Directions
The expected output is every line below, reproduced exactly.

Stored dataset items
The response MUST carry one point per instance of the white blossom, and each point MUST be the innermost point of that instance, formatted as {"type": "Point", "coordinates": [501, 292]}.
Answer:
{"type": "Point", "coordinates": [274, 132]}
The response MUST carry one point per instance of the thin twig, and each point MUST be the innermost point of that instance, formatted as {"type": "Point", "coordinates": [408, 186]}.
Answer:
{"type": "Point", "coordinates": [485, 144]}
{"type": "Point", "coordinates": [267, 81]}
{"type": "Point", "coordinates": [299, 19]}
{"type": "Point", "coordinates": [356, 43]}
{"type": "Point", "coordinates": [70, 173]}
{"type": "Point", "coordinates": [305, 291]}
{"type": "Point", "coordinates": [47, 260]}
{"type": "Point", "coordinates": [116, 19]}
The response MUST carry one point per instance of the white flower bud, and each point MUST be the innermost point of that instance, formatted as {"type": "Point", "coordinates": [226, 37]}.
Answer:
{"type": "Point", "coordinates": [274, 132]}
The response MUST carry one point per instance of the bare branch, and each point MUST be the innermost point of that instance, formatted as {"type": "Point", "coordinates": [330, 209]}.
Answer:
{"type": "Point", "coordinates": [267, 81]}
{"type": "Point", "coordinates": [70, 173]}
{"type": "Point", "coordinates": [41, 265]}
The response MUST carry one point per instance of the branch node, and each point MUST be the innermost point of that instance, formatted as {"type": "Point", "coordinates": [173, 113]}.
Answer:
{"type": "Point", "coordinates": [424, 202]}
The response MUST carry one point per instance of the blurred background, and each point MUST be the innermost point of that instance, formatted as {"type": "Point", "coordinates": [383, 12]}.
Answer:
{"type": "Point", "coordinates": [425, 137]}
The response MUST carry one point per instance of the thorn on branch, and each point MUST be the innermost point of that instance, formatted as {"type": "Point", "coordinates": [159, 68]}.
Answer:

Solution for this exercise
The response MUST carry one point per instance of the white blossom, and each point MUST be the innermost point of that instance, formatted as {"type": "Point", "coordinates": [501, 292]}.
Answer:
{"type": "Point", "coordinates": [274, 132]}
The response MUST carry one point per instance of the thin twig, and each point MUST be the innermost point of that instance, formatted as {"type": "Point", "coordinates": [408, 186]}.
Answer:
{"type": "Point", "coordinates": [485, 144]}
{"type": "Point", "coordinates": [267, 81]}
{"type": "Point", "coordinates": [299, 19]}
{"type": "Point", "coordinates": [356, 43]}
{"type": "Point", "coordinates": [70, 173]}
{"type": "Point", "coordinates": [305, 291]}
{"type": "Point", "coordinates": [47, 260]}
{"type": "Point", "coordinates": [116, 19]}
The response MUST carry one point per instance of the white flower bud, and each point MUST be the innermost point of that instance, formatted as {"type": "Point", "coordinates": [226, 37]}.
Answer:
{"type": "Point", "coordinates": [274, 132]}
The response MUST carry one point per instance of the bare branch, and each point MUST be the innermost point of that instance, formatted as {"type": "Point", "coordinates": [330, 209]}.
Answer:
{"type": "Point", "coordinates": [267, 81]}
{"type": "Point", "coordinates": [70, 173]}
{"type": "Point", "coordinates": [41, 265]}
The response MUST carry one point per instance of the branch node, and each point MUST be the innermost point of that instance, formatted as {"type": "Point", "coordinates": [173, 113]}.
Answer:
{"type": "Point", "coordinates": [424, 202]}
The response MUST carry one point per instance of the blurred background, and each point MUST be the innermost point of that instance, formatted as {"type": "Point", "coordinates": [383, 12]}.
Answer:
{"type": "Point", "coordinates": [425, 137]}
The response MUST carry one point per instance of the thorn on branch, and each point MUST be the innermost point of that instance, formatted as {"type": "Point", "coordinates": [159, 68]}.
Answer:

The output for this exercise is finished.